*Consigne 1*
Traduisez en anglais la phrase suivante de l'extrait sur la nouvelle grippe : « Chef du laboratoire de virologie et de l'unité des rickettsies du CHU de la Timone (Marseille), le Pr Didier Raoult estime que la France n'est pas prête à faire face à l'épidémie de nouvelle grippe. »
*Consigne 2*
Poursuivez l'extrait sur la nouvelle grippe à partir de sa dernière phrase.

*Extrait présenté*
-----
Chef du laboratoire de virologie et de l’unité des rickettsies du CHU de la Timone (Marseille), le Pr Didier Raoult estime que la France n’est pas prête à faire face à l’épidémie de nouvelle grippe. Il dénonce la faiblesse des moyens d’alerte, l’inexistence du pré-acheminement des patients aux urgences, ainsi que l’absence de moyens hospitaliers appropriés, affirmant que « l’infectiologie française reste sous-développée ». Chef du service des maladies infectieuses de La Pitié-Salpêtrière (Paris), le Pr François Bricaire tout en acceptant le droit à la critique, invite à faire des propositions constructives.
CLASSÉ par « Nature » parmi les dix premiers chercheurs français en termes de publications et de citations de ses travaux, le Pr Didier Raoult est depuis des années l’enfant terrible de l’infectiologie française. Le rapport qu’il avait remis en 2003 au Pr Jean-François Mattei, alors ministre de la Santé, dressait déjà un réquisitoire sans appel contre « le sous-développement financier » de sa spécialité, « le sous-développement des installations » et « une recherche éparpillée et mal évaluée » (« le Quotidien » du 17 juillet 2003). Aujourd’hui, le chercheur biologiste et chef de l’unité des rickettsies de la Timone monte à nouveau au créneau et conteste le discours officiel sur la qualité du plan Pandémie français. « Non, affirme-t-il, la France n’est pas prête. Les pouvoirs publics réagissent dans l’urgence avec les pompiers, on met en place des cellules de crise et on constitue des stocks de masque et de Tamiflu censés protéger l’ensemble de la population, alors qu’en réalité on reste dans un flou scientifique total : aucune preuve n’a été faite que les modèles FFP2 soient plus efficaces qu’un simple masque en papier et si les stocks de Tamiflu sont à niveau, il ne faudrait pas s’imaginer qu’ils constituent l’arme absolue, alors qu’on ignore si une souche résistante ne va pas prédominer dans le nouveau virus. »
-----
*Éléments fournis*
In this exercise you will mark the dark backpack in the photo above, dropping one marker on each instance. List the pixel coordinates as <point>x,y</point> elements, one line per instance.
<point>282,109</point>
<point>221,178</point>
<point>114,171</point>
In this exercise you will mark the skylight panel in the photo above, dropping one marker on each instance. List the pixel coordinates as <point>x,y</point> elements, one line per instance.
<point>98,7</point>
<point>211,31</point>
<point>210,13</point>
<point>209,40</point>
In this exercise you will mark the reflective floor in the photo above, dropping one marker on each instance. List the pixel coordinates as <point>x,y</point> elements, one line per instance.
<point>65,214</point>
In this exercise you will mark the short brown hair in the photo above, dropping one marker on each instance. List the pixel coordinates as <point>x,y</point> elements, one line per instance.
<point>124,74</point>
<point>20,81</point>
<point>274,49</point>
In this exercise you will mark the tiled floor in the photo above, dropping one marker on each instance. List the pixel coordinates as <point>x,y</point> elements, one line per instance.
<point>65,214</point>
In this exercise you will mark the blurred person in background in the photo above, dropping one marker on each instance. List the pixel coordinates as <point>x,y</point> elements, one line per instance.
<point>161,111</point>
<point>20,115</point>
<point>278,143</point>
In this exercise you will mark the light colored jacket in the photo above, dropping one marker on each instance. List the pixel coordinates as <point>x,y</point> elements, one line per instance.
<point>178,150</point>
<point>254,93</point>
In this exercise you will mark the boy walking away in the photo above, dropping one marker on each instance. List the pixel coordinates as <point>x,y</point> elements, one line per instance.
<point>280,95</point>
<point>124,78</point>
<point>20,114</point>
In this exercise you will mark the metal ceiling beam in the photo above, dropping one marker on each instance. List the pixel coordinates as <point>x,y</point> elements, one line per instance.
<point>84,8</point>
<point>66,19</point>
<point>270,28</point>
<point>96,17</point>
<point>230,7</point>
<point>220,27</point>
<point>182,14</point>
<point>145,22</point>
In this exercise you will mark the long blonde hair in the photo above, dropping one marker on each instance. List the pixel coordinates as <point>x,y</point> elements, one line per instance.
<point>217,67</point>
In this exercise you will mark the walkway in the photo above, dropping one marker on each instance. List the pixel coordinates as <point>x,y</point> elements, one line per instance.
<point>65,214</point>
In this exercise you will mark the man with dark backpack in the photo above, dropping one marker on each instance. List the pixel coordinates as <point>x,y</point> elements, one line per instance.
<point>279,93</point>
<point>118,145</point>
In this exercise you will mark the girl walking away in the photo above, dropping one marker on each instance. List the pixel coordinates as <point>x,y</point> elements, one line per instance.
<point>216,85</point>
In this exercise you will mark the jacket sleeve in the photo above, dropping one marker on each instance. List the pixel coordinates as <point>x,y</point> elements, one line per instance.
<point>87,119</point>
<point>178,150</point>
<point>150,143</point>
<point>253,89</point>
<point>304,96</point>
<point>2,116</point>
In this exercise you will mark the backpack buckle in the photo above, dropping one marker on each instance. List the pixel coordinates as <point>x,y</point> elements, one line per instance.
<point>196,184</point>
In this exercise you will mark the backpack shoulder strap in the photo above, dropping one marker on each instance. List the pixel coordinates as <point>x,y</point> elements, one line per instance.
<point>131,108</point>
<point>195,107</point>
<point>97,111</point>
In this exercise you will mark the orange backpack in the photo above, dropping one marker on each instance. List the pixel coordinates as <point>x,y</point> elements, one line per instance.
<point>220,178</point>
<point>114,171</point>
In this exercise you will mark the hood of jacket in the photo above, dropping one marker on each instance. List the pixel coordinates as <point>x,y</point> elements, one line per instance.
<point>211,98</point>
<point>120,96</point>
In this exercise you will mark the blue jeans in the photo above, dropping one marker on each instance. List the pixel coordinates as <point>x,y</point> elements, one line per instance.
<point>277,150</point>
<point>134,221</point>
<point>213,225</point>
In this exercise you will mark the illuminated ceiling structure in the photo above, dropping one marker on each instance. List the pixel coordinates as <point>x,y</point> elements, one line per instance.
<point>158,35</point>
-----
*Résultat attendu 1*
Head of the virology laboratory and the rickettsia unit at the Timone University Hospital (Marseille), Prof. Didier Raoult believes that France is not ready to face the new flu epidemic.

*Résultat attendu 2*
L’insuffisance du plan français, poursuit le PU-PH marseillais, « est flagrante dès le stade de l’alerte, avec un retard chronique à la détection, comme on l’a vérifié en dernier lieu avec le chikungunya. Le plus souvent, on ne prend conscience de la catastrophe qu’en comptant les morts, les médecins restant plus prompts à interpréter leurs angoisses sociétales qu’à analyser scientifiquement des marqueurs syndromiques. »
Au plan hospitalier, « alors qu’on a mis au point des circuits de pré-acheminement pour les douleurs thoraciques ou les accidents vasculaires cérébraux, le système de tri pneumopathique n’existe toujours pas pour les maladies infectieuses. Les patients séjournent le plus souvent dans des chambres à deux lits et c’est ainsi que nous avons connu, il y a quelques mois, le cas d’une dame âgée hospitalisée faute de place en service orthopédique, où elle a contaminé 18 personnes. »
« Alors qu’on reste dans l’incertitude face à la nouvelle grippe, quant à sa transmissibilité, sa létalité et sa capacité de résistance aux antiviraux, notre plan reste d’une extrême fragilité et la préparation des médecins généralistes n’est pas de nature à rassurer : certains continuent de croire que l’administration de corticoïdes aux patients est bénéfique. Globalement, aucune étude d’organisation n’a été menée sur les dépenses qui sont engagées sans vérification, la cour des Comptes s’étant toujours abstenue de mener ses investigations dans ce secteur. »
« Je persiste à affirmer que la France reste un pays sous-développé en matière d’infectiologie et qu’elle est parmi les pays les moins préparés à un problème d’épidémie massive, avec une réflexion très insuffisante sur la prise en charge des pathologies pneumopathiques qui représentent non seulement le plus grand tueur mondial, mais le plus important raccourcisseur de vie ».
Des jours décisifs.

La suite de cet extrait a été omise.